Report, word for word, every line of the material that contains "neckline".
***** Source information *****
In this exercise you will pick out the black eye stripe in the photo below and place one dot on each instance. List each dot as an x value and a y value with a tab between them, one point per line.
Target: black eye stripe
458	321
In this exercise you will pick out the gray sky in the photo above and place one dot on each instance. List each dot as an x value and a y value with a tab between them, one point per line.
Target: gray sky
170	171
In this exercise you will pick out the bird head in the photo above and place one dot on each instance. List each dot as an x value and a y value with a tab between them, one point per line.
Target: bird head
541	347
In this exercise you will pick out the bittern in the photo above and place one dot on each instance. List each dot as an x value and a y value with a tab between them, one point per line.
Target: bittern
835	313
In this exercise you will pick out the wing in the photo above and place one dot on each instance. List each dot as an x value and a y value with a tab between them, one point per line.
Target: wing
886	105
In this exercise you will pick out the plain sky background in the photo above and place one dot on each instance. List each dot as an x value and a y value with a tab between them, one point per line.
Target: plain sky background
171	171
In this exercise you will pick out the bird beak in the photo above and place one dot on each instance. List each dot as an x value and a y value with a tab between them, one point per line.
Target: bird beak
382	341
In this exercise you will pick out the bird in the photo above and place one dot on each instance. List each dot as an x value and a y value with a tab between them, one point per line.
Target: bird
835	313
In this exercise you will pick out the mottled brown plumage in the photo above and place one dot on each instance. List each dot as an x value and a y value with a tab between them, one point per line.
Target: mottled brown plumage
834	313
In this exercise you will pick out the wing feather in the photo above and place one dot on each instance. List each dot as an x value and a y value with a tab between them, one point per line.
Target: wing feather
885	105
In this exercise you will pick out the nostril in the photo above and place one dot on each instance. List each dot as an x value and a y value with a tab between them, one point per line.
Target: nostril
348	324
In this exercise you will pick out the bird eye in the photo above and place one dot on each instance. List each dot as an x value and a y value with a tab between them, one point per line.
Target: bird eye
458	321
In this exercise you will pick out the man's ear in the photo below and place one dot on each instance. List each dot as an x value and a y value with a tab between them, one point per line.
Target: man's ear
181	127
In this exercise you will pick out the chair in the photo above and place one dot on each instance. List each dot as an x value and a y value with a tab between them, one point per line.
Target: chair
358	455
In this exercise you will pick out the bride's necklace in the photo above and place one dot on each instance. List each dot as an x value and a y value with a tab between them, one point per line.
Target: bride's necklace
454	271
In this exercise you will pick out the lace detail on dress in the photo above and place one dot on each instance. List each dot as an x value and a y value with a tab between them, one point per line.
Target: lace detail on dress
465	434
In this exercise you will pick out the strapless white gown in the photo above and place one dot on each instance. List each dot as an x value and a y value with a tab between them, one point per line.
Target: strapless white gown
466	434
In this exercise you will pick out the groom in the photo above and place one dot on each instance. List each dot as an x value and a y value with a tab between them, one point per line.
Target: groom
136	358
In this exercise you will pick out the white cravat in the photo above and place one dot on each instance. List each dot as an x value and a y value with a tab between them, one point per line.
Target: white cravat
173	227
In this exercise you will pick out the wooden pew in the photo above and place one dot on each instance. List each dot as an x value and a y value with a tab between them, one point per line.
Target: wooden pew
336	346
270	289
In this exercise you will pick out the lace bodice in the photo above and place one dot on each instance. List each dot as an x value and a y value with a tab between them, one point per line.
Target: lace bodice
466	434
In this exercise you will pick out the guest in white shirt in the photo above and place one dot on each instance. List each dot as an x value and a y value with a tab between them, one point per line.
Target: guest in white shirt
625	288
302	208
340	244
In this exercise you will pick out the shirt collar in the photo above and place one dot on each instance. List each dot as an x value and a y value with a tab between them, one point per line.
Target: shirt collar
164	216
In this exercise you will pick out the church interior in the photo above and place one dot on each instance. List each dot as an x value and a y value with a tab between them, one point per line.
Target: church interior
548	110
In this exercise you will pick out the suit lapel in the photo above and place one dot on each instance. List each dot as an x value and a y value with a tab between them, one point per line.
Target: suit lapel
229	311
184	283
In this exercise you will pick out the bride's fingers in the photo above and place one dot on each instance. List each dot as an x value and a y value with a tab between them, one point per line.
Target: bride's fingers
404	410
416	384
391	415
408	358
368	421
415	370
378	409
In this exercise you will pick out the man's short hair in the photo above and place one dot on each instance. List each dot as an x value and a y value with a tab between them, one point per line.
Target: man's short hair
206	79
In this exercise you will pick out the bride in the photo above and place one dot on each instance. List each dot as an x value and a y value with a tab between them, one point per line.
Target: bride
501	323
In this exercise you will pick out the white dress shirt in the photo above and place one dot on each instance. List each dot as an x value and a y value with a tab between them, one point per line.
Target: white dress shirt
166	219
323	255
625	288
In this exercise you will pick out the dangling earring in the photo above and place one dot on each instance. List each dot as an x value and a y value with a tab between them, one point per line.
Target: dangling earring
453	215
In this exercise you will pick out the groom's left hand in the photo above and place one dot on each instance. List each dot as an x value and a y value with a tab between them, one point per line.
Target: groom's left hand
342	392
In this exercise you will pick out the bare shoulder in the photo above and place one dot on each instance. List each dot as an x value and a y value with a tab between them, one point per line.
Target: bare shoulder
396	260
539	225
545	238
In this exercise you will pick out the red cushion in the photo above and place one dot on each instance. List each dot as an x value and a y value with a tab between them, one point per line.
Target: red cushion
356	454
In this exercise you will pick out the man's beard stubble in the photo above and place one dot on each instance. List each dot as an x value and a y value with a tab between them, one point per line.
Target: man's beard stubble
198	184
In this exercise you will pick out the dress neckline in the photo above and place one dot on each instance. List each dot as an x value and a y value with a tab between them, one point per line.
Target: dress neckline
*****
Result of the exercise >>
In this exercise you will pick out the dress neckline in the photo above and place one dot on each instance. List each dot as an x value and a y value with a tab between them, one point per line.
Target: dress neckline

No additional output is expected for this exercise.